Texte extrait:

Les trois seuls instruments français encore conservés de nos jours sont tous de forme courbe comme les premiers instruments des Mayrhofer de Passau qui passent pour être les inventeurs de cet instrument. Ils sont tous trois conservés au Musée de la Musique à Paris.


Notons que Michel AMLINGUE, facteur parisien originaire de Trêves en Allemagne, et BÜHNER & KELLER, strasbourgeois, étaient plus soumis à l'influence germanique que Dominique Porthaux, le troisième facteur connu de cors de basset, natif lui d'Antony près de Paris. Selon le musicologue Jean Jeltsch, l'instrument basse cité en 1775 comme invention de Gilles Lot a pu être aussi une sorte de cor de basset.


Les cors de basset sont identifiables par leur ravalement, sorte de prolongation du tube vers le bas pour descendre en général une tierce majeur en dessous de la clarinette, avec ajouts de clefs au pouce.

Données de la tâche:
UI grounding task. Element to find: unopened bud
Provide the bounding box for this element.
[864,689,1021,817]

* * *

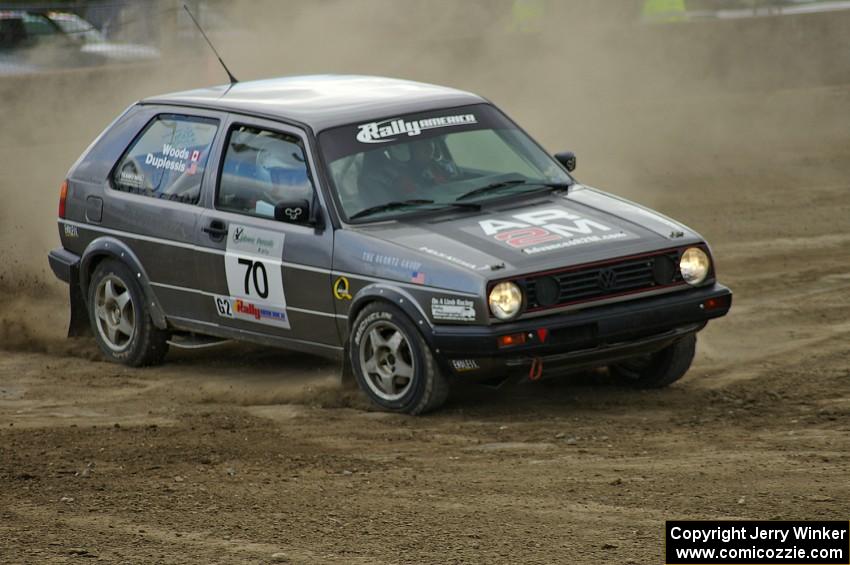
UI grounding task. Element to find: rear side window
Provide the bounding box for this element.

Tâches à réaliser:
A. Filtrez les enregistrements ci-dessus et recopiez chacune des lignes qui contiennent la chaîne « task ».
B. Donnez la suite du texte consacré aux cors de basset en reprenant après sa dernière phrase.

Résultats obtenus:
A.
UI grounding task. Element to find: unopened bud
UI grounding task. Element to find: rear side window

B.
Cette prolongation est généralement obtenue par une protubérance appelée boîte dans laquelle le tube forme un esse.


Bien que les premiers cors de basset soient accordés en La et en Sol, la tonalité qui s'imposera à la fin du XVIIIe siècle et au XIXe siècle sera celle de FA et la forme celle anglée avec un coude entre les deux corps principaux.
clarinette alto par J.F.Simiot, Lyon, vers 1820 (musée Oxford)

Il faut attendre les développements de la clarinette à 13 clés et de son modèle alto par Iwan Müller en Allemagne avec Grenser puis avec les facteurs parisiens, mais surtout ensuite les inventions de Jean-François Simiot et de l'école de facture lyonnaise pour trouver une véritable clarinette alto de qualité, fiable tant au niveau auditif qu'au niveau facture instrumentale.



signature de Jean-François Simiot en 1814 à Lyon


clarinette alto en FA par la maison Simiot et Brelet à Lyon, vers 1850, proposée en salle des ventes, étude de maître Guy Laurent à Vichy (décembre 2007, cliché DW)

La Revue Musicale
(1828, tome III pp 470-472)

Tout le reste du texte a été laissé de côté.